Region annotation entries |
* * * * * * * * *

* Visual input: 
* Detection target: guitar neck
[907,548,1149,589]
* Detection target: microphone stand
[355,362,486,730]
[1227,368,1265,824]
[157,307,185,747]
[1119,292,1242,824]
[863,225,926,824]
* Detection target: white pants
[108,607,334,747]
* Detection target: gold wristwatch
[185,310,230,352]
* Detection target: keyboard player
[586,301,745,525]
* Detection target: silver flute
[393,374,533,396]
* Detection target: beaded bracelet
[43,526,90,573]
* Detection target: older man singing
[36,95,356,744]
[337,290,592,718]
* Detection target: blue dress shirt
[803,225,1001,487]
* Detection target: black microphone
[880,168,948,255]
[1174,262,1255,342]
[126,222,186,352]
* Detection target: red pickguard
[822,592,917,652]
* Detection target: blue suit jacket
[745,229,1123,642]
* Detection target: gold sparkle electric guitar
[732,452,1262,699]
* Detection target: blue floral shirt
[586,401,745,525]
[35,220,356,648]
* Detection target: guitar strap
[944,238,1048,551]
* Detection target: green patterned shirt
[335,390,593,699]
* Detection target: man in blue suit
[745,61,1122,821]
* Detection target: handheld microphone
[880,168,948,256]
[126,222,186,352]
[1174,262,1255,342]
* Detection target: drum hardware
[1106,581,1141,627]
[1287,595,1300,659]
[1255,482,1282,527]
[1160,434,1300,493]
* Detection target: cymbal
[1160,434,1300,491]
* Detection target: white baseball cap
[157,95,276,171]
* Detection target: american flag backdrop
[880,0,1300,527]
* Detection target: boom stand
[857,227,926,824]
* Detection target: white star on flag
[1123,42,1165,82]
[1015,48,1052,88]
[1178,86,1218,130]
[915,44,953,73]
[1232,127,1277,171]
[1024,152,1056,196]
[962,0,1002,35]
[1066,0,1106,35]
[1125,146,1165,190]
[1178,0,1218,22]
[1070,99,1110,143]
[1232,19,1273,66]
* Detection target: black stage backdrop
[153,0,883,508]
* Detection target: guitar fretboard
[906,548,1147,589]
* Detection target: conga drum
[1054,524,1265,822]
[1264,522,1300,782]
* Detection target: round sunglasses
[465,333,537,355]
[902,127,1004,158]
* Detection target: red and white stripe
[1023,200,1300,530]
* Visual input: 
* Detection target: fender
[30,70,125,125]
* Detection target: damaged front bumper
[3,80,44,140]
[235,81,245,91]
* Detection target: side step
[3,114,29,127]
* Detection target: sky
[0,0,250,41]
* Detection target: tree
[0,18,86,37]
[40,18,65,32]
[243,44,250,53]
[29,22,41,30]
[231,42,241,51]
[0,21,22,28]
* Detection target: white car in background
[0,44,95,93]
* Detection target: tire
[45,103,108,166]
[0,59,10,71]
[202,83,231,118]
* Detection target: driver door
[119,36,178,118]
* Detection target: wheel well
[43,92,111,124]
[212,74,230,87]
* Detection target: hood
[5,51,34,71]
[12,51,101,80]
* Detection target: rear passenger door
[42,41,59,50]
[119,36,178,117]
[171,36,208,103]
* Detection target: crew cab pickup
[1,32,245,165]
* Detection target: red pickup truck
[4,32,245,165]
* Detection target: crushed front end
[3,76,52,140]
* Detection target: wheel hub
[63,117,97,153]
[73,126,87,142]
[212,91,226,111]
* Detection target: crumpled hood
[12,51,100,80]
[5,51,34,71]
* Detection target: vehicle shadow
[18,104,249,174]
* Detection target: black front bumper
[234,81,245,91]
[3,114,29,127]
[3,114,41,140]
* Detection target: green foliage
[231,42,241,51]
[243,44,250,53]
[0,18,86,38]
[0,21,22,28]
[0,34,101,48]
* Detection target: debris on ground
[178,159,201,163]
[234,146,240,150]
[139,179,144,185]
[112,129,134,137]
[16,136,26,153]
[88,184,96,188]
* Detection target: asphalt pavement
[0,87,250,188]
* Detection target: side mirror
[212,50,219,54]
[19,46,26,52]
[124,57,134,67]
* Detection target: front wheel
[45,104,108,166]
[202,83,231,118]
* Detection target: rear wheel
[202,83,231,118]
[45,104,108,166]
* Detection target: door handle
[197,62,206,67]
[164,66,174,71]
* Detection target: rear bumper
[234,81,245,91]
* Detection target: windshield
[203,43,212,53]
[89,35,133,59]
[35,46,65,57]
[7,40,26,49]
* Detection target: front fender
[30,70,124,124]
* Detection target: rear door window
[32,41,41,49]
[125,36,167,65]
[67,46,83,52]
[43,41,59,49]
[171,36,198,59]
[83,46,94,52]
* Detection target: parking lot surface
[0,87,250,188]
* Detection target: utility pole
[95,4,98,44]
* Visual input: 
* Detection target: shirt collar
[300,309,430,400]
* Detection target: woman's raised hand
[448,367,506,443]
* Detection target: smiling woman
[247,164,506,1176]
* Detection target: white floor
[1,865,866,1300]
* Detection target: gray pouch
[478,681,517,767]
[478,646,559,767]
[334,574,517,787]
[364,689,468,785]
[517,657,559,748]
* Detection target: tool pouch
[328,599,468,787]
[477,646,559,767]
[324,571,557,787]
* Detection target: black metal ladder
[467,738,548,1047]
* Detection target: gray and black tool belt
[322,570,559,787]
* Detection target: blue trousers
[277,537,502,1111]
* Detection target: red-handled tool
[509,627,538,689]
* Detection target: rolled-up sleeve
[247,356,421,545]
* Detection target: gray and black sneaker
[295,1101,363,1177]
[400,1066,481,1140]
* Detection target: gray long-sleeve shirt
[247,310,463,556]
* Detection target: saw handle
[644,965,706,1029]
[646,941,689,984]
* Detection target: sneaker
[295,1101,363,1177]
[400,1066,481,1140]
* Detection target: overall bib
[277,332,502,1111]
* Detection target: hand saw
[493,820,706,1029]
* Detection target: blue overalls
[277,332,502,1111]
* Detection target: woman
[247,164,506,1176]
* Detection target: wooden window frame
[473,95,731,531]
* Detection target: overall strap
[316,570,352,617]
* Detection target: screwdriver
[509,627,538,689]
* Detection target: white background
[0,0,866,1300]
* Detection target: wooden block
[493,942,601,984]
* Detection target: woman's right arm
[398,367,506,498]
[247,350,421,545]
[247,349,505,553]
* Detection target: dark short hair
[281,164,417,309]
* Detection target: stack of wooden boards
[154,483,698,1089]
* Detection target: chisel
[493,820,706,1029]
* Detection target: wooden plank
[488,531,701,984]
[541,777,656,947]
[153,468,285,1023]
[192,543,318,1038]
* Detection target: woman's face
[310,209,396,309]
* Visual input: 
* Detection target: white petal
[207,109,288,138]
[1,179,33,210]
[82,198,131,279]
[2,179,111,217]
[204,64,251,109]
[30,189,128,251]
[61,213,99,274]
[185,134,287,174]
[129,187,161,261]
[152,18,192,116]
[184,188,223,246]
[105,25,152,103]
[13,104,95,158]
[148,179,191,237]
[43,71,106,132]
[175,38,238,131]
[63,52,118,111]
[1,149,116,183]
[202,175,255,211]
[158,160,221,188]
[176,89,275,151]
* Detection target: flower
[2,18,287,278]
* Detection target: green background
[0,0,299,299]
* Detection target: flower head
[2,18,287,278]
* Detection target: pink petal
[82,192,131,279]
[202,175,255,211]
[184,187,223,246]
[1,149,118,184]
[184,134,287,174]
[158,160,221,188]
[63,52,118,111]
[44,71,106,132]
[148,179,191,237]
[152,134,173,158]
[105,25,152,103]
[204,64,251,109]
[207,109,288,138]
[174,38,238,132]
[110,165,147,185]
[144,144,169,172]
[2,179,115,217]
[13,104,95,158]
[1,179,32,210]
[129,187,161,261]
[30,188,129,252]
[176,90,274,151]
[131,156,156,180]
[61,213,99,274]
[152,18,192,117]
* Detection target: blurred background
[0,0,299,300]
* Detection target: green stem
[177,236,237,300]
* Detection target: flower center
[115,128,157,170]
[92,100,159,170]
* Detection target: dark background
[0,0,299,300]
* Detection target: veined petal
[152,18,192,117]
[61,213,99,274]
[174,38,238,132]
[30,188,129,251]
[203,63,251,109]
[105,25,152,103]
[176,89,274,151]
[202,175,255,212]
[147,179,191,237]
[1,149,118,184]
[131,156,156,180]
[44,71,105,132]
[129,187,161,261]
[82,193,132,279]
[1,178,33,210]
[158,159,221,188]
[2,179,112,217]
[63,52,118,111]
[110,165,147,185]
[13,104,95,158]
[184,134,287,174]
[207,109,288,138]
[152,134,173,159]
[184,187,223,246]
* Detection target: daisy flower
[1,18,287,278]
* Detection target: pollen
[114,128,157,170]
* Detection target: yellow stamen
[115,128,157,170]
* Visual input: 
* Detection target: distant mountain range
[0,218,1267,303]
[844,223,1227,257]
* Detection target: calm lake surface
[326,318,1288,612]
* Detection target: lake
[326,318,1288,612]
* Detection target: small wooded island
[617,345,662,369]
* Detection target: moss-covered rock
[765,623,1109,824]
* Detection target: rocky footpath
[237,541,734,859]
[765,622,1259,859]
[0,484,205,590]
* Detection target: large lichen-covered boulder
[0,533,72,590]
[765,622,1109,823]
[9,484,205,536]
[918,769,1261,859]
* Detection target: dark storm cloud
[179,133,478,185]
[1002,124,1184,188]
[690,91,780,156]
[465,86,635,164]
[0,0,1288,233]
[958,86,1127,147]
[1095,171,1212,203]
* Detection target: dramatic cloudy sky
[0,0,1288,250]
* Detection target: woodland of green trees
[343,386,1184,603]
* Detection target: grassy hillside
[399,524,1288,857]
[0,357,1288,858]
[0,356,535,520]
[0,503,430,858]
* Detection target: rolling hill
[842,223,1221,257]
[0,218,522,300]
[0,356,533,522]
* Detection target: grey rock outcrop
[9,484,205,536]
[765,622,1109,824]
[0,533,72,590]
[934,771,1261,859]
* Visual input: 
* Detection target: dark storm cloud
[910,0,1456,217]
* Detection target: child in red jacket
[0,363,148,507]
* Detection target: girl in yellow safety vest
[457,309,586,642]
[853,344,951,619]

* * * * * * * * *

Problem requirements | Could you render everything from the line containing "of wooden boards" down to the line containing "[310,209,396,309]", both of those lines included, as a JSON list of strings with one string per line and any blank lines omitted?

Task solution |
[
  "* Detection target: stack of wooden boards",
  "[154,483,698,1089]",
  "* Detection target: chisel",
  "[493,820,706,1029]",
  "* Detection target: wooden plank",
  "[488,531,701,984]",
  "[541,777,656,947]",
  "[153,468,285,1023]",
  "[192,543,318,1038]",
  "* Detection target: woman's face",
  "[310,209,396,309]"
]